EXERCISE | Only the lines from the one containing "You are given a photograph. For the satellite" through the end of the listing below are to be reproduced, exactly as they stand.
GIVEN DATA: Begin
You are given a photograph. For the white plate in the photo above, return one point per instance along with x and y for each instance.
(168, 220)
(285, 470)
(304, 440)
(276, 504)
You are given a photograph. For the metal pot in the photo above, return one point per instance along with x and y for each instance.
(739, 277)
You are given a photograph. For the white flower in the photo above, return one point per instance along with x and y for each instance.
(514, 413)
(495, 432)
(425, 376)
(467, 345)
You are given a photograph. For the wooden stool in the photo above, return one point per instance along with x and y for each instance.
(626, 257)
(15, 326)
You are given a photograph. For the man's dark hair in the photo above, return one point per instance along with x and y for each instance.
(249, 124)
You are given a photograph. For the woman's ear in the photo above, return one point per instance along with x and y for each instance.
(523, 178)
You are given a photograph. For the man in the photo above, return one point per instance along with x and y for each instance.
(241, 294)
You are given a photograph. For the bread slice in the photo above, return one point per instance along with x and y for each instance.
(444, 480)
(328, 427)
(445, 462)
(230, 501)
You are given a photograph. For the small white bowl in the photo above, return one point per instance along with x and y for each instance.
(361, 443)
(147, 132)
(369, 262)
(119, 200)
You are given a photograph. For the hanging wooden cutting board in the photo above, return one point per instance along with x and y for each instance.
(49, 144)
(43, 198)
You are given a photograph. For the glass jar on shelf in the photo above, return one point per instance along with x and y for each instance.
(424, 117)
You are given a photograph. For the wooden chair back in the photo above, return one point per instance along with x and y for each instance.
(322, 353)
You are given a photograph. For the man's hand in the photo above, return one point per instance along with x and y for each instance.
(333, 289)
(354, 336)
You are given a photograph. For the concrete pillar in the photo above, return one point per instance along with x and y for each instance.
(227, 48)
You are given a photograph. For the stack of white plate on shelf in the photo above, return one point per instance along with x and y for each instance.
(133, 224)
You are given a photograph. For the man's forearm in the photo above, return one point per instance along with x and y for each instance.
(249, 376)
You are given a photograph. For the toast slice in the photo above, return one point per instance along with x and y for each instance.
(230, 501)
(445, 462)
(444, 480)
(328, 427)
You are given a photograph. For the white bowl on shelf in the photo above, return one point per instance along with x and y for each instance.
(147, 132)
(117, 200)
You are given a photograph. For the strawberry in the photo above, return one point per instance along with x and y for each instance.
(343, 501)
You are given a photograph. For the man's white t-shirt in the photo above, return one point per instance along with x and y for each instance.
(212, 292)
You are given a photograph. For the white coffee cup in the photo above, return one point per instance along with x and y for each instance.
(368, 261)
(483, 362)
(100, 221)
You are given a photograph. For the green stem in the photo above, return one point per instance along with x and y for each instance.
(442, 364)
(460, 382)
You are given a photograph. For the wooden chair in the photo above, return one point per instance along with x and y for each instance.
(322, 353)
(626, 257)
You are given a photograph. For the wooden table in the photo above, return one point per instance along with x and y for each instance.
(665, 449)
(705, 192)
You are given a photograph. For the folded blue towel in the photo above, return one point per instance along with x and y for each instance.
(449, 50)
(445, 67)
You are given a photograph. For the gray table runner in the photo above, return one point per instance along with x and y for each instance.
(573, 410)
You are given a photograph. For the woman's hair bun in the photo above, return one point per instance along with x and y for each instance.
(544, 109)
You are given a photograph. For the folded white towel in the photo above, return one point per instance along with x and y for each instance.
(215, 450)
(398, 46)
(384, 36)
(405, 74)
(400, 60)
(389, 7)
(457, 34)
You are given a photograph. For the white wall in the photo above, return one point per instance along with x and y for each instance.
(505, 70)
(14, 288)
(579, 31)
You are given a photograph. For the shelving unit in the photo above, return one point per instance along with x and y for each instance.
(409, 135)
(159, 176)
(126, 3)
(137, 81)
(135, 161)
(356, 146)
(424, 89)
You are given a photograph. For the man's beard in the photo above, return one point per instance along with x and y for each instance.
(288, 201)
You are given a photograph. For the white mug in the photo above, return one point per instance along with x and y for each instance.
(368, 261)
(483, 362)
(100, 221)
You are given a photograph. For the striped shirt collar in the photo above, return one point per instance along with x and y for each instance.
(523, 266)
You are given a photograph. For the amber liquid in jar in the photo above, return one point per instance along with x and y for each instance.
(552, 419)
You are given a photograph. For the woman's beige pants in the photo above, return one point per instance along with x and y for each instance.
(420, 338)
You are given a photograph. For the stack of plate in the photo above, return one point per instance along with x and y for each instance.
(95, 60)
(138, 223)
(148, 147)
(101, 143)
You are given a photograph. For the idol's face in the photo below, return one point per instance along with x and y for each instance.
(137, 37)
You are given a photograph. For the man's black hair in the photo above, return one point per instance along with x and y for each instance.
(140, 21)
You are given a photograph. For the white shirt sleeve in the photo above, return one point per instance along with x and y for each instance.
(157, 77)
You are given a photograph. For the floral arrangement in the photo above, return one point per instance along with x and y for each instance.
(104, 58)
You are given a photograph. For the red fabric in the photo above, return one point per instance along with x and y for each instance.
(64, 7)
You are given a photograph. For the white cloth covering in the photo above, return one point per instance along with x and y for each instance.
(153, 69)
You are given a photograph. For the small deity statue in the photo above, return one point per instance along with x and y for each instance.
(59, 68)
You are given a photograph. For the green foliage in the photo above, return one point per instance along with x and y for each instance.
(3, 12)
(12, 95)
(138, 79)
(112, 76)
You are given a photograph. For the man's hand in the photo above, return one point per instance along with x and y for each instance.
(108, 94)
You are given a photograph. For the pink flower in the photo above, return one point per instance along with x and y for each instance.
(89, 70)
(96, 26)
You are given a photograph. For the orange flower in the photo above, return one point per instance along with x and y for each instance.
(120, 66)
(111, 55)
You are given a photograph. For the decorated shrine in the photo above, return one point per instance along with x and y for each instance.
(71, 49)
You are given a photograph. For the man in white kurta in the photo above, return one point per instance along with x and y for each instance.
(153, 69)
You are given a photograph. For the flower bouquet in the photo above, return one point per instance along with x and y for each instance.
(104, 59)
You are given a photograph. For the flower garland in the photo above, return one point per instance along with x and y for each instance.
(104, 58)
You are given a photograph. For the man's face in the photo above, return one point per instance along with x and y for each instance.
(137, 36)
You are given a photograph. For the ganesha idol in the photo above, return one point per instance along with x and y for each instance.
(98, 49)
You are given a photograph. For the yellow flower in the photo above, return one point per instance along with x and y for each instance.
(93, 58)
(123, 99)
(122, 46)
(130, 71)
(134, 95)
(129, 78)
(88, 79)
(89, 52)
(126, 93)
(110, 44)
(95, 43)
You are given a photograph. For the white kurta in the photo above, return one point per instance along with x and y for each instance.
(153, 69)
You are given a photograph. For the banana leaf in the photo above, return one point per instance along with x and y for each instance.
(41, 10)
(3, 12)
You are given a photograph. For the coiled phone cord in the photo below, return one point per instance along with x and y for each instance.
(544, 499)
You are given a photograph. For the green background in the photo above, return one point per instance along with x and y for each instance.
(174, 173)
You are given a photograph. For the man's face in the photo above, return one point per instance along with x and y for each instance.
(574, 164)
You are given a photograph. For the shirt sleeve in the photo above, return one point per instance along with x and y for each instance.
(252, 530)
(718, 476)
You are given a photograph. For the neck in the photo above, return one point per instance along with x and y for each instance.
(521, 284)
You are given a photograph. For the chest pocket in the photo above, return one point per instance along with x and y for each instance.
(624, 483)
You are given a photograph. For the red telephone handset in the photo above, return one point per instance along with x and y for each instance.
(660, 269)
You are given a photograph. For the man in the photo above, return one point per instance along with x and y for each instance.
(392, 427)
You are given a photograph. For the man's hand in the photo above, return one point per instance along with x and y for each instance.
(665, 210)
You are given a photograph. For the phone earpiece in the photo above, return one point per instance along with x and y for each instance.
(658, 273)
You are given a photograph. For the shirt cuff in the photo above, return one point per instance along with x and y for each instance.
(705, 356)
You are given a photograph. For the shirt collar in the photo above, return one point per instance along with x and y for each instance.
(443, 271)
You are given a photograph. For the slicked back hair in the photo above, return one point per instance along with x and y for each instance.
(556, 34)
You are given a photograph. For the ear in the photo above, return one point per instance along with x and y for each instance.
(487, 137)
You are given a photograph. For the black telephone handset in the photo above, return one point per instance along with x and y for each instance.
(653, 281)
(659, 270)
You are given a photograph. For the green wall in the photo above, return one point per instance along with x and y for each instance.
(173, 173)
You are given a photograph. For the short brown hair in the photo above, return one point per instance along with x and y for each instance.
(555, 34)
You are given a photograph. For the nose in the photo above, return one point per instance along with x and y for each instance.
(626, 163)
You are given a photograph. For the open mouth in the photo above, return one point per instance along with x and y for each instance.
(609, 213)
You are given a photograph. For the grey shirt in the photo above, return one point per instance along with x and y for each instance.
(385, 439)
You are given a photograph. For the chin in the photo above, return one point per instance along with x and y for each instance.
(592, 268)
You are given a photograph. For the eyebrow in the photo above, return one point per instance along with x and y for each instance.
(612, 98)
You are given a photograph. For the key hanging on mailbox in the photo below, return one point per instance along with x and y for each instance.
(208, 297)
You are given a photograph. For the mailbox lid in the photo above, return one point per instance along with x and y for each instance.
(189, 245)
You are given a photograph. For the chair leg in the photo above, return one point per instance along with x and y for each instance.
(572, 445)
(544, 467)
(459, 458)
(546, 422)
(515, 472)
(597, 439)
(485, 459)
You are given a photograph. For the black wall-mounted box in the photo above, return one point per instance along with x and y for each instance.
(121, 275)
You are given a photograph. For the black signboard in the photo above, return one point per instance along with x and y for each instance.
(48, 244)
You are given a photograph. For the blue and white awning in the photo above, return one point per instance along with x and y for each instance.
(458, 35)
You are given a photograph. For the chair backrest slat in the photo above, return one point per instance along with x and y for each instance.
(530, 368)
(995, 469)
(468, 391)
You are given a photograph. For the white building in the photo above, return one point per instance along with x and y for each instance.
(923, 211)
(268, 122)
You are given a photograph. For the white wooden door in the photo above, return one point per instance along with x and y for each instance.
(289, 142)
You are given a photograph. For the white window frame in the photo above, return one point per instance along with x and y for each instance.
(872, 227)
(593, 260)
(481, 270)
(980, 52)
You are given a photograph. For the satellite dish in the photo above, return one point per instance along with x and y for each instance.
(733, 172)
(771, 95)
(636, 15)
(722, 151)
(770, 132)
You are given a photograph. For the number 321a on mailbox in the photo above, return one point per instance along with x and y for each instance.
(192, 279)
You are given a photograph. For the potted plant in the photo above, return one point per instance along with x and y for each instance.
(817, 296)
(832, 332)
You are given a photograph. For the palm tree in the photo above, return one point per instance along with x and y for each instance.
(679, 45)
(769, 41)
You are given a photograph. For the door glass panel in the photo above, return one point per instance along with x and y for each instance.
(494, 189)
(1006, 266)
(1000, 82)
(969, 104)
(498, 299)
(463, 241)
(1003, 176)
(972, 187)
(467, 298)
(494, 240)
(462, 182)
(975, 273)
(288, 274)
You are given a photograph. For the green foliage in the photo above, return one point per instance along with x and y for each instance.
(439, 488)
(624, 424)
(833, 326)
GIVEN DATA: End
OUTPUT FOR THIS EXERCISE |
You are given a photograph. For the satellite dish in the photo above, return one point per instance along with x and y for each instance.
(733, 172)
(771, 95)
(636, 15)
(722, 151)
(770, 132)
You are given a photograph. For the number 321a on mailbox in the photo above, return one point per instance along with x and y for each instance.
(192, 279)
You are given a photograph. For the potted plant in the photo above, return one point per instance along with x and y for each instance.
(817, 296)
(832, 332)
You are given a photograph. For the palm tree in the photo above, return one point per instance along with x and y for each instance.
(679, 45)
(769, 41)
You are given a photograph. For the door glass panel in the photo above, return one point per instance along with x and y for each instance.
(494, 189)
(1006, 266)
(1000, 82)
(969, 104)
(498, 299)
(463, 241)
(1003, 176)
(972, 187)
(467, 298)
(494, 240)
(462, 182)
(975, 273)
(288, 274)
You are given a photograph. For the green foliage in the photo above, return one point per instance along with x and y for each instance.
(439, 488)
(624, 424)
(833, 326)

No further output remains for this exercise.